# PROBLEM REQUIREMENTS
Render this sentence from the text on designing molds in Fusion360 into Spanish: "The aim of these molds is to be able to reproduce material experiments with the same mold but different materials."

>> Start TEXT TO READ

Even though I have designed for CNC machines before, I think designing in Fusion360 might be a bit of a challenge for me. The only 3D software i've used before is Unity, which was definitely fun, but very difficult. As you can see in the following video, things like scaling might turn out different than you expect when you're used to 2D objects.
This was also our last week before the school closed, so unfortunately we didn't get the opportunity to remake our prints.
This weeks assignment:
In pairs (partner = Britt de Heer), you will design and print three different molds that can be used in the open material archive.
The aim of these molds is to be able to reproduce material experiments with the same mold but different materials.
These molds should create textural experiments for the casted material.
3D printing is a relatively new technology that was very hyped up by the media at one point. Avoid using 3d printing just to be able to slap this trendy title on your product. There are many downsides to 3D printing, the main one being that it takes a very long time. Take this in consideration when you choose a method to create your object.
Decide on if you want to use formative, subtractive or additive manufacturing based on the amount of objects you need.
Decide if 3D printing is the best option.
Decide which material to use.
Producing a 3D file
STL creation and file manipulation
Printing
Removal of prints
Post processing
During my time at the CMD major I often had to figure out how programs work on short notice. My usual strategy is to spend only one day on getting to know the basics of the program. Then I assume I know how to do it, and start my project. This usually leads to swearing to my computer and watching a lot of tutorials on Youtube. This time was no exception.
In class we had a short workshop on Fusion360, and it seemed fairly easy. I immediately knew I wanted to make a marble track. Something I almost regretted later. I made a little sketch on what I wanted it to look like.
I didn't feel like drawing at that moment, so I thought this scribble would be enough. It should represent a gutter that spirals down into a square. I thought this design could just be a bunch of ramps that intersected each other. Boy was I wrong.
First try. I made a nice gutter by extruding a profile and tilted it to make it a ramp. Then I also wanted the gutter to make a 90Āŗ turn. Somehow I thought I could just intersect these two and call it a day. Sadly, the sides of the gutter would block the path for the marble to roll down. I thought I could come up with a way to cut this intersection and remove the walls I didn't need, but this was harder than expected. I didn't really think this through. Let's ditch this method.

>> End TEXT TO READ
>> Start SUPPLIED RECORDS

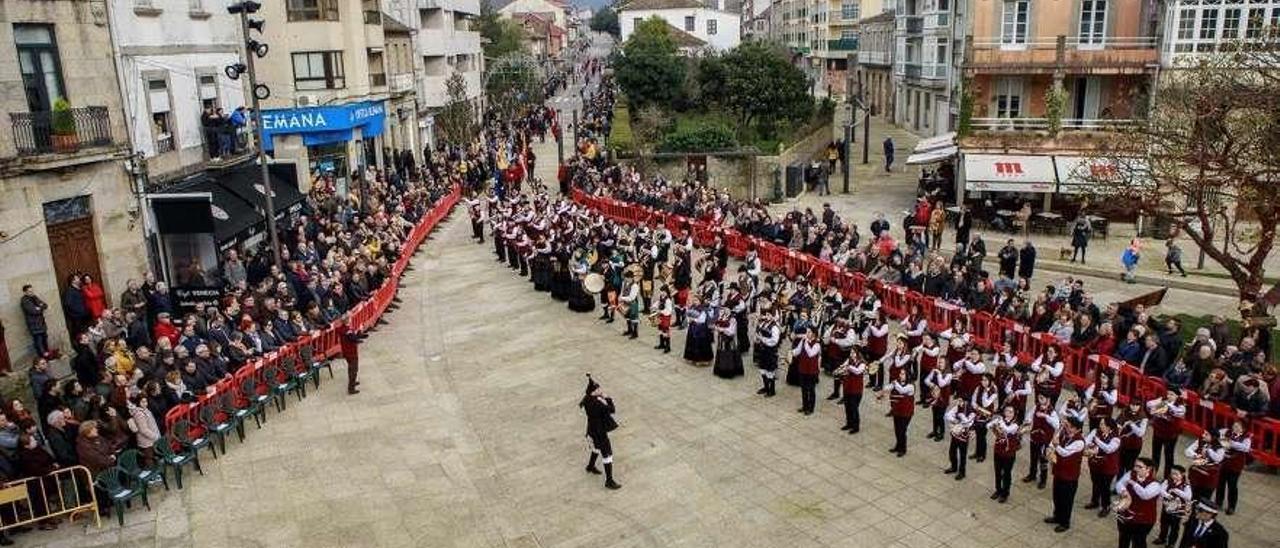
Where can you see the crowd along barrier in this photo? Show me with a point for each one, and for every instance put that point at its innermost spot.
(325, 343)
(986, 329)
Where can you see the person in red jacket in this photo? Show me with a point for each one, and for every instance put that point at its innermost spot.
(1068, 451)
(1143, 492)
(351, 354)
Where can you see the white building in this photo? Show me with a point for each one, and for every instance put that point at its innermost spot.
(446, 42)
(716, 22)
(172, 58)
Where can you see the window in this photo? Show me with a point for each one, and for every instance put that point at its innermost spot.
(318, 71)
(1093, 21)
(41, 69)
(1009, 97)
(209, 91)
(849, 10)
(312, 9)
(161, 120)
(1013, 28)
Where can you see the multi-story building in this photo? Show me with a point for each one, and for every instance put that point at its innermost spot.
(327, 69)
(927, 36)
(447, 42)
(1102, 58)
(67, 202)
(874, 78)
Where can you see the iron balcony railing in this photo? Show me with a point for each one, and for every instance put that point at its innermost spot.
(33, 132)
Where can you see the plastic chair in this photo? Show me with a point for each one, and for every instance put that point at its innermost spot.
(214, 427)
(236, 415)
(177, 460)
(129, 464)
(182, 433)
(119, 491)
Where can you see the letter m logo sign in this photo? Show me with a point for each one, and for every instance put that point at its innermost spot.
(1009, 168)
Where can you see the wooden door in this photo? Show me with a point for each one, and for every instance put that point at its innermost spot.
(74, 249)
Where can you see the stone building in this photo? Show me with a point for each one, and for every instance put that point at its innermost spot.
(67, 202)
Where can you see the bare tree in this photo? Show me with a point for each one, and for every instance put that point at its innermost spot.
(1207, 158)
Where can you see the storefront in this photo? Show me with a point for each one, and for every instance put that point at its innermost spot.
(332, 140)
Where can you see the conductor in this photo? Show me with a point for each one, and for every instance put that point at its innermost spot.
(599, 423)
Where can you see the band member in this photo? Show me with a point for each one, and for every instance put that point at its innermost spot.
(1205, 531)
(805, 360)
(1176, 494)
(728, 361)
(699, 336)
(984, 406)
(1008, 432)
(1102, 448)
(1047, 369)
(1239, 443)
(1100, 400)
(1018, 391)
(839, 345)
(1132, 430)
(629, 300)
(1142, 492)
(960, 424)
(1066, 453)
(768, 334)
(927, 360)
(851, 374)
(666, 307)
(1206, 455)
(1045, 423)
(940, 398)
(1166, 415)
(599, 423)
(901, 403)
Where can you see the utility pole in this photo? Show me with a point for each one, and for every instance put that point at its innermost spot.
(255, 49)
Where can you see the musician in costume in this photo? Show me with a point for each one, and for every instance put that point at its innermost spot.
(1137, 511)
(1206, 455)
(1175, 505)
(837, 345)
(666, 307)
(1008, 432)
(599, 423)
(1065, 453)
(1045, 423)
(960, 424)
(901, 403)
(699, 336)
(805, 357)
(768, 336)
(728, 361)
(938, 383)
(1166, 415)
(1102, 450)
(1238, 443)
(853, 374)
(629, 301)
(983, 402)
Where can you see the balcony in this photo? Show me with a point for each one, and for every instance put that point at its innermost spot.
(1107, 55)
(85, 127)
(402, 82)
(842, 45)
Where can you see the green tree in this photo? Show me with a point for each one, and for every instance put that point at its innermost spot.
(499, 36)
(758, 83)
(606, 19)
(649, 68)
(515, 81)
(456, 120)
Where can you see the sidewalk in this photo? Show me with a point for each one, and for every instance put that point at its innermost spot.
(894, 195)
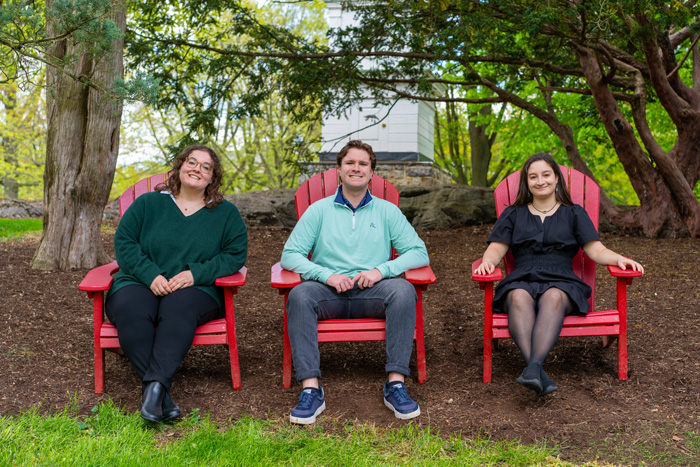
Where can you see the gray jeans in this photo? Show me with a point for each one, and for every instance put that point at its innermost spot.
(311, 301)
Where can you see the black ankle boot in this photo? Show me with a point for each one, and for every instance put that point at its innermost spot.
(170, 409)
(152, 402)
(548, 386)
(531, 377)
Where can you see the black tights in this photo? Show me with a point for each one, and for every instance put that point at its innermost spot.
(137, 312)
(535, 326)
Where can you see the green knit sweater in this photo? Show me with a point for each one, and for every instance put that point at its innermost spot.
(154, 238)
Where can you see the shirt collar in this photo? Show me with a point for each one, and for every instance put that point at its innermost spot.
(340, 199)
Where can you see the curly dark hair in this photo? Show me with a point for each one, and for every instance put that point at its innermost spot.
(357, 144)
(524, 195)
(212, 195)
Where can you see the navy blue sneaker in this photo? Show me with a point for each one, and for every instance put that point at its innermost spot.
(311, 403)
(397, 399)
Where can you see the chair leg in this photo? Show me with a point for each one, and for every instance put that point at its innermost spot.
(487, 359)
(622, 357)
(231, 337)
(420, 361)
(420, 338)
(233, 357)
(99, 370)
(287, 353)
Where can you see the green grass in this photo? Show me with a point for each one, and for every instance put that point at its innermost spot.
(112, 438)
(19, 229)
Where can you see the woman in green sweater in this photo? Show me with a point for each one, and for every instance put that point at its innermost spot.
(171, 245)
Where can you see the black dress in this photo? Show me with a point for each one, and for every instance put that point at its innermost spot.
(543, 252)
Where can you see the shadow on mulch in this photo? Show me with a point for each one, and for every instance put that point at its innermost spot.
(653, 417)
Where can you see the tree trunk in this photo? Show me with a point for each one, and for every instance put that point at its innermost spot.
(81, 155)
(659, 205)
(9, 145)
(481, 149)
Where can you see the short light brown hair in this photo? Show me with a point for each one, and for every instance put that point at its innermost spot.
(357, 144)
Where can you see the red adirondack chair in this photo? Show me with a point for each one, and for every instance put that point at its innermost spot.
(611, 324)
(344, 330)
(97, 282)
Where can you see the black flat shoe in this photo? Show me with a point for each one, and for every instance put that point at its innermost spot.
(152, 402)
(548, 386)
(531, 377)
(170, 409)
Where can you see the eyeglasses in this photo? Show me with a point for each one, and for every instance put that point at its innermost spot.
(192, 163)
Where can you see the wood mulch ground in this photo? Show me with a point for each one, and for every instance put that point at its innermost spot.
(653, 417)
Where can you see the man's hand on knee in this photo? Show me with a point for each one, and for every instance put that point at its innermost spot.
(340, 283)
(367, 279)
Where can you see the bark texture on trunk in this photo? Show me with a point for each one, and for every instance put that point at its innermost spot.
(81, 155)
(481, 149)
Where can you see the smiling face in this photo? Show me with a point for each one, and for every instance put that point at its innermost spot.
(355, 170)
(541, 180)
(193, 173)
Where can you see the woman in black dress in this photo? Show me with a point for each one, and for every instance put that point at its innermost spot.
(545, 230)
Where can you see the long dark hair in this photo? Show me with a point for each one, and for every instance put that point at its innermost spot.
(524, 195)
(212, 195)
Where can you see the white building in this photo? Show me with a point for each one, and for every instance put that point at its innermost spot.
(404, 133)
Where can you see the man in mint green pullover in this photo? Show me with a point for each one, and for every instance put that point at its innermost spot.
(350, 275)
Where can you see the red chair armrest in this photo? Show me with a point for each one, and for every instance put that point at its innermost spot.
(496, 275)
(99, 279)
(283, 279)
(422, 275)
(617, 272)
(234, 280)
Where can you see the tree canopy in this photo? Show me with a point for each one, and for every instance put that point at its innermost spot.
(619, 57)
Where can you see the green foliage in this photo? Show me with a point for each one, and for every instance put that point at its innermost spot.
(109, 437)
(519, 55)
(260, 136)
(22, 140)
(16, 229)
(29, 30)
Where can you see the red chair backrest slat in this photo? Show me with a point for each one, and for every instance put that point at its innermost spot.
(325, 184)
(142, 186)
(584, 192)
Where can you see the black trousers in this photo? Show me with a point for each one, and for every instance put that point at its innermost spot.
(137, 312)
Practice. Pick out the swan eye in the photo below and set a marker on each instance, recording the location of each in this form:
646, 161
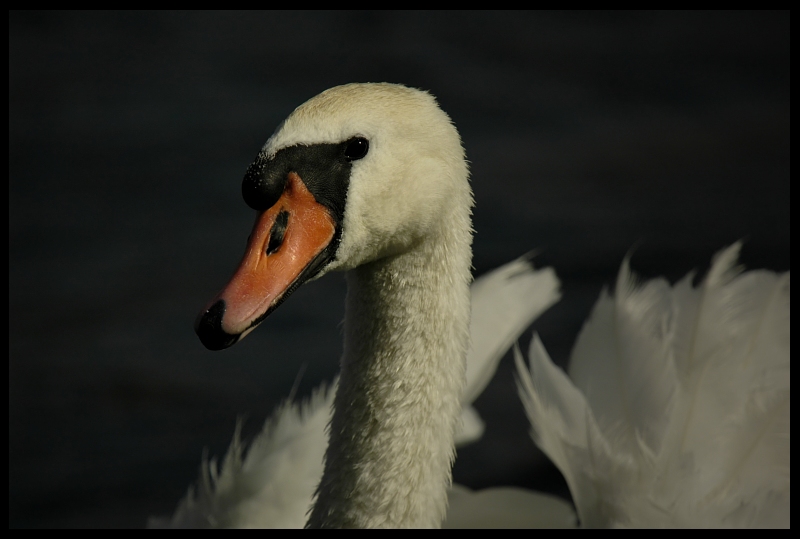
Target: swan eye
356, 148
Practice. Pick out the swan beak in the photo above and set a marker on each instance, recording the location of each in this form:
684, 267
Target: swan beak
290, 243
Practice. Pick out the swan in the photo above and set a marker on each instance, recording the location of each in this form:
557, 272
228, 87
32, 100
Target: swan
370, 179
270, 483
675, 412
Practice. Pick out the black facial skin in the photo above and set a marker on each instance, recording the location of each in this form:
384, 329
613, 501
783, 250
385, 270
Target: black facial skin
325, 171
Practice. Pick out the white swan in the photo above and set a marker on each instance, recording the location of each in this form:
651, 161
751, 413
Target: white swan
271, 483
372, 179
676, 410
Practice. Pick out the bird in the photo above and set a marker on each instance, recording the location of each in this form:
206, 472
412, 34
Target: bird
370, 179
675, 411
270, 482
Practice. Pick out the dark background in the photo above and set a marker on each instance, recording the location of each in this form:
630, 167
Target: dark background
588, 133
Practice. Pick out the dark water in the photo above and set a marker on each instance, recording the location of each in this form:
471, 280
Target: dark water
129, 134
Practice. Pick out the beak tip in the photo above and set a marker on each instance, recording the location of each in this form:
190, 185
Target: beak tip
208, 327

>> End SUPPLIED RECORDS

# SOLUTION TO THIS TASK
El objetivo de estos moldes es poder reproducir experimentos con materiales usando el mismo molde pero materiales diferentes.